Material to process:
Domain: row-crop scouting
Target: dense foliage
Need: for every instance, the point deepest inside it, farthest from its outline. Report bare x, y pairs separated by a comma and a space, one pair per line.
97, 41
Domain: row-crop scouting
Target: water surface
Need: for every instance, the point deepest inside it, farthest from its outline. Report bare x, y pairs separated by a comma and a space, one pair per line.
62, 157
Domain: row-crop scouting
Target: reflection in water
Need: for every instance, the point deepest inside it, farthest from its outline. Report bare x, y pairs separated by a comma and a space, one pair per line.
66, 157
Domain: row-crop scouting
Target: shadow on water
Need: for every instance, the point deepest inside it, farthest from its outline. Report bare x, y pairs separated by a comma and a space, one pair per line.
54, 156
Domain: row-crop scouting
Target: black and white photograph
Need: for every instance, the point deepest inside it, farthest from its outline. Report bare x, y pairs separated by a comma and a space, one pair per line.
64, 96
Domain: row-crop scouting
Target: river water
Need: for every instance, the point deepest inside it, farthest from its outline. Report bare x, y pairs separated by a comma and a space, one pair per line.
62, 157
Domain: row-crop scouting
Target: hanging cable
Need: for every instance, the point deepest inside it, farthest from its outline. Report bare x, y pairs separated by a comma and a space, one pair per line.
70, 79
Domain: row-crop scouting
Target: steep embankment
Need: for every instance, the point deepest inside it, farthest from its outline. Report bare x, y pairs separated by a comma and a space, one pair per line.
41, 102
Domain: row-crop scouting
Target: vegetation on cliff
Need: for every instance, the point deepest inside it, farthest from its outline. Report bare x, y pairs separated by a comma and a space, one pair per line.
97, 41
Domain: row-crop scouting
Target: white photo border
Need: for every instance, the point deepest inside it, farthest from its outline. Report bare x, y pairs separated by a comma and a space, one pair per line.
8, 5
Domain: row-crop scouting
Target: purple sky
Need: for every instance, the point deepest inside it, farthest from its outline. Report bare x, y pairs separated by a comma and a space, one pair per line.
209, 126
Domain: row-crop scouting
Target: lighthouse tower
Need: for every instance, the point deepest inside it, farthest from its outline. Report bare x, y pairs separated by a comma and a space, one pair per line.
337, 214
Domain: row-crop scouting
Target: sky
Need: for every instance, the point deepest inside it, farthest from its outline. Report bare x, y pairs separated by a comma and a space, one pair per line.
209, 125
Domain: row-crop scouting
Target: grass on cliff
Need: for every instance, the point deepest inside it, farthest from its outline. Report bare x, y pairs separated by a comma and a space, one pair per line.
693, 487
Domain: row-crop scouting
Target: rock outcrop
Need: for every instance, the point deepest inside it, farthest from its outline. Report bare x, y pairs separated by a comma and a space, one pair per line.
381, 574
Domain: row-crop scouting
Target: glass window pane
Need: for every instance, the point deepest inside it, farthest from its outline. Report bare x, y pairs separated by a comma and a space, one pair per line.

Task: Every record shown above should appear again in your answer, unchanged.

Result:
Domain: row-crop scouting
Target: dense foliage
Need: for every instance, the point deepest inside it, farthest from its outline. Report bare x, y pairs separated by a comma and a space, one pair per line.
97, 41
Domain: row-crop scouting
Target: water surface
Need: for every instance, the point deepest inside it, farthest from its outline. Report bare x, y pairs separated by a comma and a space, one pair per line.
62, 157
Domain: row-crop scouting
Target: reflection in water
Need: for every instance, the point deepest inside it, farthest from its outline. Report bare x, y pairs separated by a comma and a space, one pair per line.
66, 157
Domain: row-crop scouting
Target: shadow on water
Need: for every instance, the point deepest inside it, farthest from its outline. Report bare x, y pairs separated by a comma and a space, one pair per line.
54, 156
Domain: row-crop scouting
Target: black and white photograph
Need: for every instance, the point deepest inside it, farthest from its outline. Report bare x, y pairs separated by a comma and a space, one pair per line.
64, 96
Domain: row-crop scouting
Target: river water
Need: for every instance, the point deepest inside it, farthest from its outline. Report bare x, y pairs separated by a comma and a space, one pair per line.
62, 157
Domain: row-crop scouting
Target: hanging cable
Need: for every instance, the point deepest inside it, farthest from its outline. Report bare x, y pairs separated by a comma and a space, one pair per line.
70, 79
Domain: row-crop scouting
Target: steep embankment
Need: for every instance, the point deepest inside it, farthest from its outline. Report bare x, y pairs separated by a comma and a space, one pair per line.
41, 102
Domain: row-crop scouting
Target: vegetation on cliff
Need: for every instance, the point deepest inside it, farthest from its outline. Report bare x, y pairs separated by a comma and a space, one pair per line.
97, 41
Domain: row-crop scouting
Target: white photo border
Need: for every instance, the point deepest inside it, farthest from its outline. Report bare x, y pairs separated by a comma and a space, one pair per line.
8, 5
Domain: row-crop scouting
Target: purple sky
Need: for every instance, the point deepest inside it, farthest from its outline. Report bare x, y pairs separated by a comma and a space, one pair per line.
209, 126
Domain: row-crop scouting
Target: lighthouse tower
Need: for every instance, the point deepest inside it, farthest from its outline. Report bare x, y pairs separated by a comma and a space, one pair per line.
337, 214
Domain: row-crop scouting
Target: sky
Need: for every instance, the point deepest inside it, farthest from its outline. Report bare x, y pairs separated by a comma and a space, one pair per line.
209, 125
Domain: row-crop scouting
Target: grass on cliff
Need: for every instance, the point deepest inside it, farthest from its outline. Report bare x, y pairs separated by a comma and a space, one pair per line.
693, 487
Domain: row-crop scouting
Target: rock outcrop
Need: for every instance, the point deepest inside it, farthest from its outline. Report bare x, y pairs separated by a comma and a space, one pair per line.
381, 574
Domain: row-crop scouting
Target: glass window pane
Need: for every instance, the point deepest inside it, farthest from its outline. Report bare x, y pairs separated by a comma and a space, one pair per line.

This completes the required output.